Exercise prompt: Report the lines of the material that carry the string "photo".

-- Opening Marker --

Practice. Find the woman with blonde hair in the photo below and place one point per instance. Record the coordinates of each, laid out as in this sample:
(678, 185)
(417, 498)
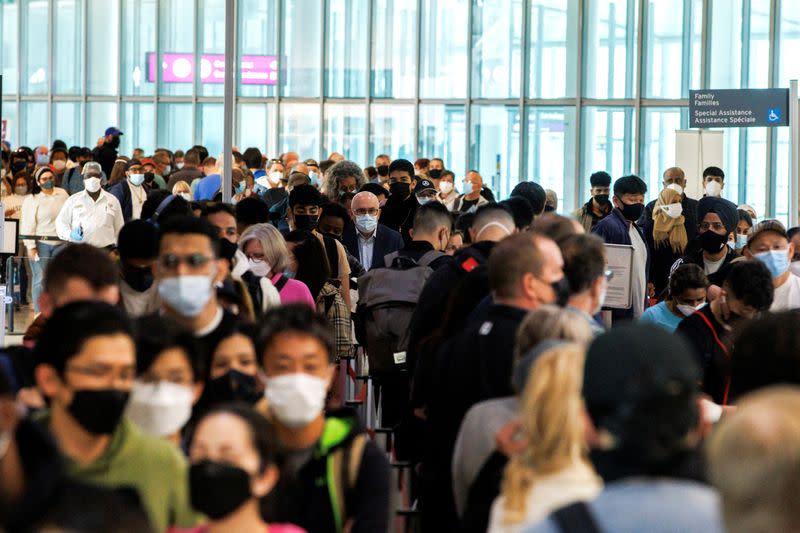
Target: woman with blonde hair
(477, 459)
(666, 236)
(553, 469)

-- Closing Marker --
-- Opening Marker --

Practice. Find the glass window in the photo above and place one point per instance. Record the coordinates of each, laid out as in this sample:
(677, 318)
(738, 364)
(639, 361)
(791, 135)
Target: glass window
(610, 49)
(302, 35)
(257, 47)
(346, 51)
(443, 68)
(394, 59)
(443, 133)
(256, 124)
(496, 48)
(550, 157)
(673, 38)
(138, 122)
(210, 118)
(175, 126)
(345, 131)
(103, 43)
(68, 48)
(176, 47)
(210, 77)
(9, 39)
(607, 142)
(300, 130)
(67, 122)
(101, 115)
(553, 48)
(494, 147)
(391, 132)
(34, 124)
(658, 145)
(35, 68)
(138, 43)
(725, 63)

-- Closing Marker --

Output for this task:
Practice. Find the woman with blonde hair in the photo below and place one point per instance. Record the coordinates of each, laid out as in this sample:
Practice. Find the glass window in the photo above and place one point per instance. Record the coordinates of each, laid out as in this sample:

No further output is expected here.